» Work to complete
Rewrite the records below as a numbered list, starting at the line containing "Someone flagged black wire" and ending at the line containing "[33,187,75,226]", with both of those lines included and blank lines omitted. Leave out every other line.

BEGIN Material

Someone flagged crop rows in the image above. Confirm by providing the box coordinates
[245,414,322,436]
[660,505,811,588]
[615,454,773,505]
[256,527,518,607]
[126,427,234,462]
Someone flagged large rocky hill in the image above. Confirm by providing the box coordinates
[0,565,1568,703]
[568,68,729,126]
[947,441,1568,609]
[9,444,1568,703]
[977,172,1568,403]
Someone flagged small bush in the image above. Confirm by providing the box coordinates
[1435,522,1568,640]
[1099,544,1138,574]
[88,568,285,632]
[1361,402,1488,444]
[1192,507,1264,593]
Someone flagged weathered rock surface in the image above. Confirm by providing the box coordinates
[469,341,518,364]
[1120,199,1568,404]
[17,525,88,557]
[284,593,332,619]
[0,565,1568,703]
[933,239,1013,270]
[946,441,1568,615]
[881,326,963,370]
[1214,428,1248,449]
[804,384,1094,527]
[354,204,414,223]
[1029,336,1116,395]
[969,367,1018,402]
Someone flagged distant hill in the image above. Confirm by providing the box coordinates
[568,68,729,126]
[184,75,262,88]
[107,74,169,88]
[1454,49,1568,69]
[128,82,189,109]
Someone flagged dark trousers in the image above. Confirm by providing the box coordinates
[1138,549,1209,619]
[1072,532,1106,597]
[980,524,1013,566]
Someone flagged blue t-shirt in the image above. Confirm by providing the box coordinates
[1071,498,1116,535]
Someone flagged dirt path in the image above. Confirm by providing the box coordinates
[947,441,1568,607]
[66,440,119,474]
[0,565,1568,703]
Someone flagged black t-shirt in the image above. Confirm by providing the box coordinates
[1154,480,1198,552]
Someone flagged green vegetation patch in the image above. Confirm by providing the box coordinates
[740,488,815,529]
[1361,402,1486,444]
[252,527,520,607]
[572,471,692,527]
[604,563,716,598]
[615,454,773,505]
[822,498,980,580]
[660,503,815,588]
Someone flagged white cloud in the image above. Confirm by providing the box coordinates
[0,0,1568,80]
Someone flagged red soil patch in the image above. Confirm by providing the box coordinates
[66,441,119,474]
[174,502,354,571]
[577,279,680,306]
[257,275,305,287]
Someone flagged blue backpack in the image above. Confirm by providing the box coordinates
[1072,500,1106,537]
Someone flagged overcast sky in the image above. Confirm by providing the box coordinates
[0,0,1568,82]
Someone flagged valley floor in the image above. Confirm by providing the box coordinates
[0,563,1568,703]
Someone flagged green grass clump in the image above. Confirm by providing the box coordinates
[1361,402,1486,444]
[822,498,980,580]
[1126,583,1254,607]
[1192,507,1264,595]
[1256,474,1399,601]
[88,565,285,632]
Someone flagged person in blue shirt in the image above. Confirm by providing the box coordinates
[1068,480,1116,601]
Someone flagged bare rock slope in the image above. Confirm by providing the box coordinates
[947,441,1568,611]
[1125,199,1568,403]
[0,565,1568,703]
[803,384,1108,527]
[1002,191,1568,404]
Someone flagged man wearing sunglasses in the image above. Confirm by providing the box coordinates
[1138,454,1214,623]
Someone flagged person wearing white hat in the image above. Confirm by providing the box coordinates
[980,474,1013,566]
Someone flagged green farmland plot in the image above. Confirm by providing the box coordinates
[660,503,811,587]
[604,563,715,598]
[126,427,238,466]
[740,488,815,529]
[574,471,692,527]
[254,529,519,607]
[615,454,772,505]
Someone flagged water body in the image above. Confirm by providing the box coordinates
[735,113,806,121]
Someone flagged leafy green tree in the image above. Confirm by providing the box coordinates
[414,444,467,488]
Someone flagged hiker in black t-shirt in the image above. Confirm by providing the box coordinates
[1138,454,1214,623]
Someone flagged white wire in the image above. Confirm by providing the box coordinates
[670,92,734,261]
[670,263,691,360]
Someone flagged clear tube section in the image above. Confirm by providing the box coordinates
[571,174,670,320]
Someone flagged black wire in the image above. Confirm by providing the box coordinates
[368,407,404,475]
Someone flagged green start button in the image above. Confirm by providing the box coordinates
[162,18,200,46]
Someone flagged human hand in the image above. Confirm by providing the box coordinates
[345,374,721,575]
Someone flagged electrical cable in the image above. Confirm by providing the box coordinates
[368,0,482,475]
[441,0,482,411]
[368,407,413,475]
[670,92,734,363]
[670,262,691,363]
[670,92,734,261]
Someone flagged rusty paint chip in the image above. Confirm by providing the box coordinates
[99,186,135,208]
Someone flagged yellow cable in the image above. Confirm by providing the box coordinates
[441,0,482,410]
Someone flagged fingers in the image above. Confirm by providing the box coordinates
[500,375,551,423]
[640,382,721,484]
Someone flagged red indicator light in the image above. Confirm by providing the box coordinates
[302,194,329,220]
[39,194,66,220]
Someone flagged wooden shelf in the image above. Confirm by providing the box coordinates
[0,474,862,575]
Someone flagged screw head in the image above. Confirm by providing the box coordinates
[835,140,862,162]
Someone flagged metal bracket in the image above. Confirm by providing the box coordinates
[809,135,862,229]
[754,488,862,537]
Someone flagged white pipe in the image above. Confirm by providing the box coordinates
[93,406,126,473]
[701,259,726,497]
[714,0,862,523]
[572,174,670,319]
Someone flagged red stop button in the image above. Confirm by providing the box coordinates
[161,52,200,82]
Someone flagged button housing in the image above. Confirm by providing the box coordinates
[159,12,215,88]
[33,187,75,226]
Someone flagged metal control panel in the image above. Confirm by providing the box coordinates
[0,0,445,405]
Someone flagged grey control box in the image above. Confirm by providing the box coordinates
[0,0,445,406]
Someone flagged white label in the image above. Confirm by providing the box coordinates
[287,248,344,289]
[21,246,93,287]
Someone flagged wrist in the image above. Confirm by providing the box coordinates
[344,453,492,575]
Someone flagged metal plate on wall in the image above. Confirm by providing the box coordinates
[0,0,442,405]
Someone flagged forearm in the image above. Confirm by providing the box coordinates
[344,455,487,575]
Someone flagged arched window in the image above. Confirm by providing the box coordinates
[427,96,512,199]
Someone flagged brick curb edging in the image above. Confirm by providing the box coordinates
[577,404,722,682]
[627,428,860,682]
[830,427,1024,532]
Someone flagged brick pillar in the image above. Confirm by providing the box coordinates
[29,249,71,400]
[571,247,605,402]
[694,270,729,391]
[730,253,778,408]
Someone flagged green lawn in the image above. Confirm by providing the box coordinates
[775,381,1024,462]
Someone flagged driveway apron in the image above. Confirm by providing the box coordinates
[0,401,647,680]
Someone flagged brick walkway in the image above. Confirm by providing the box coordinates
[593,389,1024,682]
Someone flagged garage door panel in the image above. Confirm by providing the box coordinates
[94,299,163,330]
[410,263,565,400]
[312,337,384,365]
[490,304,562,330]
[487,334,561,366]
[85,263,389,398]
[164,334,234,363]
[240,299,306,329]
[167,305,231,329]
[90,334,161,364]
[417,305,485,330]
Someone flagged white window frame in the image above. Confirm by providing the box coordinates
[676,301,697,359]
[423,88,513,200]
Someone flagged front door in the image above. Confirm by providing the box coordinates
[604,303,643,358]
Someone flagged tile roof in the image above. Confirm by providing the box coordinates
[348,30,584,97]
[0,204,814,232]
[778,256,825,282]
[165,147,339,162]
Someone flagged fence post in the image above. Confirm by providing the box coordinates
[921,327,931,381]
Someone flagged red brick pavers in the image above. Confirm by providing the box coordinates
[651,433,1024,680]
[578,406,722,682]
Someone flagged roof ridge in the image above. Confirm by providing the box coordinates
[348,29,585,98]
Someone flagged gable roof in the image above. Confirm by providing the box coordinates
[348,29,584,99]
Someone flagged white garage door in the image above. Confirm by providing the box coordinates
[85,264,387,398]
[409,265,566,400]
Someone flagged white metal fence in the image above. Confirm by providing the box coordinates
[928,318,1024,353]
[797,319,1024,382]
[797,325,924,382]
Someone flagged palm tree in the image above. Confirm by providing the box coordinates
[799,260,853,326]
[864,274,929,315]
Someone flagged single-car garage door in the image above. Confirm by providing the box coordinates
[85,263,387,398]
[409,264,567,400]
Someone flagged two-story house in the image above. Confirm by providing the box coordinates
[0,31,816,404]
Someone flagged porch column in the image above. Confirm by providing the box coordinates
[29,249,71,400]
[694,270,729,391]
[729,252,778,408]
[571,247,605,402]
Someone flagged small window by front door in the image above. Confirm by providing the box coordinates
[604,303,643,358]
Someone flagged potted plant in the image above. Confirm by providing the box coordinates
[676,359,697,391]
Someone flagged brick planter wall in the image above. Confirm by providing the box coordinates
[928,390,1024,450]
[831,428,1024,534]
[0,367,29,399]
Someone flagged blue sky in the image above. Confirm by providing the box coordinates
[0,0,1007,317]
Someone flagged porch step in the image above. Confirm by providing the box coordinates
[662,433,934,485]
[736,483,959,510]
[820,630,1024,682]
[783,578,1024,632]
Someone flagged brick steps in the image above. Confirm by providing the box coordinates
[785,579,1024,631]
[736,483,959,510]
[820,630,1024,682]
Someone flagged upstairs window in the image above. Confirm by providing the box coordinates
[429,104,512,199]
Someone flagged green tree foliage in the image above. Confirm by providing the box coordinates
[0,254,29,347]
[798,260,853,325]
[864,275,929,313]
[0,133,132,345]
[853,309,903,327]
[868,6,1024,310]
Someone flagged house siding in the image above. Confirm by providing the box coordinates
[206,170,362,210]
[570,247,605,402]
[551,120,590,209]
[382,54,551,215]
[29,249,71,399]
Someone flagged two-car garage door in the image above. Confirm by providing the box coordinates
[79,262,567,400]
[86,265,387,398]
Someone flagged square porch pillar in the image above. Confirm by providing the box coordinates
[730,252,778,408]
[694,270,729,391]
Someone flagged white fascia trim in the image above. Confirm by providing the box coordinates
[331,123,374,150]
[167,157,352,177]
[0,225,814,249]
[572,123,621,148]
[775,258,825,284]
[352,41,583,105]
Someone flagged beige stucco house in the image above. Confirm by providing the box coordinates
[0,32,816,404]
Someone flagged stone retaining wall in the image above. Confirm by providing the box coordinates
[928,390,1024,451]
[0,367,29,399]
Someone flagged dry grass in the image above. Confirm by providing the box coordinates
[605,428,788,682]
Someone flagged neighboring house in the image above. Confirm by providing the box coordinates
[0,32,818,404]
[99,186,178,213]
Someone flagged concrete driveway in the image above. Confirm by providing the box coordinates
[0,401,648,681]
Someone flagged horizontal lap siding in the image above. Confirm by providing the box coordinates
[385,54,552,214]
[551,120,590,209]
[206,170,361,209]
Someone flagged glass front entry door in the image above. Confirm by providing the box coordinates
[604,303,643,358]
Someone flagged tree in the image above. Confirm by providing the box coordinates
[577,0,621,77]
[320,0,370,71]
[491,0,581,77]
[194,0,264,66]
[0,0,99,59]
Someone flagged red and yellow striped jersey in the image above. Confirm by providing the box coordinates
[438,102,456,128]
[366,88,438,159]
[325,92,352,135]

END Material

» The answer
1. Someone flagged black wire in the image above. Confirm by providing the box coordinates
2. [368,407,404,475]
3. Someone flagged green start button in the image above. Confirm by providing the box coordinates
4. [162,18,200,46]
5. Someone flagged human hand in the image above. Confirm by providing the box coordinates
6. [345,374,721,575]
7. Someone flagged electrical cable in the image above. Confirm by providing the box coordinates
8. [368,0,482,475]
9. [441,0,482,411]
10. [368,407,413,475]
11. [670,92,734,363]
12. [670,262,691,363]
13. [670,92,734,261]
14. Someone flagged rusty paint chip in the image above. Confirm by providing the box coordinates
15. [99,186,135,208]
16. Someone flagged yellow cable in the image above. Confirm by providing the box coordinates
17. [441,0,482,410]
18. Someone flagged fingers in the image above. Confirm by providing the box coordinates
19. [500,375,551,423]
20. [640,382,721,484]
21. Someone flagged red indicator light in the image above. Confirm by providing the box coordinates
22. [302,194,329,220]
23. [39,194,66,220]
24. Someone flagged wooden shelf in the image above. Confirm by providing the box coordinates
25. [0,474,862,575]
26. Someone flagged screw head in the image above. Confirm by providing the box coordinates
27. [835,140,862,162]
28. Someone flagged metal bracket in the image above. Confirm by providing the box coordinates
29. [809,135,862,229]
30. [754,488,862,537]
31. Someone flagged white pipe in the image above. Confirm by providing the box coordinates
32. [93,406,126,473]
33. [701,259,726,497]
34. [714,0,862,523]
35. [572,174,670,319]
36. Someone flagged red stop button in the image above. Confirm by providing the box coordinates
37. [161,52,200,82]
38. Someone flagged button housing in the image above. Confirm by providing the box coordinates
39. [159,12,215,88]
40. [33,187,75,226]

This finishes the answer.